Convert every one of the rows below into a JSON list of strings, one string per line, leaving out any blank lines.

* Data for the task *
.....
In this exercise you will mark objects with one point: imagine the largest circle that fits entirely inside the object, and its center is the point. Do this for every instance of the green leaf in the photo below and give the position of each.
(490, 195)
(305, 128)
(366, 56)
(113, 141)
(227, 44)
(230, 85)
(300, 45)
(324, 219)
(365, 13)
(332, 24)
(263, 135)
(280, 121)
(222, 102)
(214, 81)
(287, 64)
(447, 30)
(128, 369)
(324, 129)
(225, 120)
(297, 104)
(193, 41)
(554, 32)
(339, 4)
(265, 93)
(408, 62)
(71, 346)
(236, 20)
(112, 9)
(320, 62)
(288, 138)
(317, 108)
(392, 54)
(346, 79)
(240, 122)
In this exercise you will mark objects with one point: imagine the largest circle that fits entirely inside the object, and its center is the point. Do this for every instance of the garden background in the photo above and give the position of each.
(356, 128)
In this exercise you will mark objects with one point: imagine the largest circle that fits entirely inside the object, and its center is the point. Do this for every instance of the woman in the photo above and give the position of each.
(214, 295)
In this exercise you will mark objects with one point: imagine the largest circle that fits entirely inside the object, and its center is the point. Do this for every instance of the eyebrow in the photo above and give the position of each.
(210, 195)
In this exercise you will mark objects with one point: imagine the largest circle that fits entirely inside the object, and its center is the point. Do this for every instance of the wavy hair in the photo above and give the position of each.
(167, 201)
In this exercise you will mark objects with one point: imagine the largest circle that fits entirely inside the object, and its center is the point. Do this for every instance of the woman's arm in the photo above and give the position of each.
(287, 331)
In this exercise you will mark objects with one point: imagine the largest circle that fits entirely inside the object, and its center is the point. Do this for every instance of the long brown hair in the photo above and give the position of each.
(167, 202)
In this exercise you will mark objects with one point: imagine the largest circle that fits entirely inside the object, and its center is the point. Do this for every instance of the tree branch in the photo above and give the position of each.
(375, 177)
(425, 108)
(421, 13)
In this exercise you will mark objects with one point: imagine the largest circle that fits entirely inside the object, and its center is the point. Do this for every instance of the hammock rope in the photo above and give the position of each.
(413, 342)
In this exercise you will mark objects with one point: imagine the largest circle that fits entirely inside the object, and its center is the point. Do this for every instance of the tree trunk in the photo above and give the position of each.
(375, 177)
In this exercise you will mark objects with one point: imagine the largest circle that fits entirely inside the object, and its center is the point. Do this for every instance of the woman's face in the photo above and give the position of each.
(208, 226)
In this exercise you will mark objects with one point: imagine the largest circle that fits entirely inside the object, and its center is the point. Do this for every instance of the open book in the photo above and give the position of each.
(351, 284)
.....
* Task result *
[
  "In this exercise you will mark objects with one point: imagine the largest circle that fits entirely inside the object, and its center is the point. Do this for every instance of the green leaf in the photo below and give the position of each.",
  "(490, 195)",
  "(305, 128)",
  "(366, 56)",
  "(113, 141)",
  "(227, 44)",
  "(230, 85)",
  "(300, 45)",
  "(324, 219)",
  "(365, 13)",
  "(332, 24)",
  "(263, 135)",
  "(280, 121)",
  "(222, 102)",
  "(214, 81)",
  "(287, 64)",
  "(447, 30)",
  "(128, 369)",
  "(324, 129)",
  "(225, 120)",
  "(297, 104)",
  "(193, 41)",
  "(554, 32)",
  "(339, 4)",
  "(265, 93)",
  "(408, 62)",
  "(71, 346)",
  "(236, 20)",
  "(112, 9)",
  "(320, 62)",
  "(288, 138)",
  "(317, 108)",
  "(392, 54)",
  "(346, 79)",
  "(240, 122)",
  "In this exercise you will mark objects with one point: imagine the largest circle that fits entirely inside the object, and its center is the point. Do this for every instance of the garden background in the photo above and give the position of each.",
  "(356, 128)",
  "In this exercise you will mark objects with one point: imagine the largest circle that fits entirely inside the object, and its center is the point. Do this for every instance of the woman in the photo above and give the position of each.",
  "(214, 295)",
  "In this exercise you will mark objects with one point: imagine the largest circle that fits entirely inside the object, and its center is the point. Do this for every instance of the eyebrow in the photo above and give the position of each.",
  "(210, 195)",
  "In this exercise you will mark objects with one point: imagine the largest circle that fits entirely inside the object, and its center is the point. Do this for every instance of the wavy hair in the photo above and give the position of each.",
  "(167, 201)",
  "In this exercise you will mark objects with one point: imagine the largest circle that fits entirely inside the object, and its center is the point. Do this for every instance of the woman's arm in the photo above and give the position of each.",
  "(287, 331)",
  "In this exercise you will mark objects with one point: imagine the largest circle that fits entirely inside the object, and its center is the point. Do this for every instance of the long brown hair in the photo above and give the position of each.",
  "(167, 202)",
  "In this exercise you will mark objects with one point: imagine the largest circle that fits entirely inside the object, and its center is the point. Do this for every instance of the tree branch in the photo above and give the position of each.",
  "(375, 177)",
  "(425, 108)",
  "(421, 13)",
  "In this exercise you will mark objects with one point: imagine the largest circle that fits entirely inside the object, and its center is the point. Do this for every instance of the hammock rope in the photo above and give the position of each.",
  "(413, 342)",
  "In this exercise you will mark objects with one point: imagine the largest circle that fits entirely inside the object, and its center is the point. Do this for every instance of the tree trunk in the photo above and give the position of each.",
  "(375, 177)",
  "In this exercise you will mark objects with one point: imagine the largest circle that fits entirely inside the object, and its center is the point. Do this for every instance of the woman's face in the photo above and give the position of each.",
  "(208, 226)",
  "In this exercise you will mark objects with one point: imagine the largest circle that fits entirely inside the object, and its center is the point. Do this for every instance of the open book in the photo above and give the position of each.",
  "(351, 284)"
]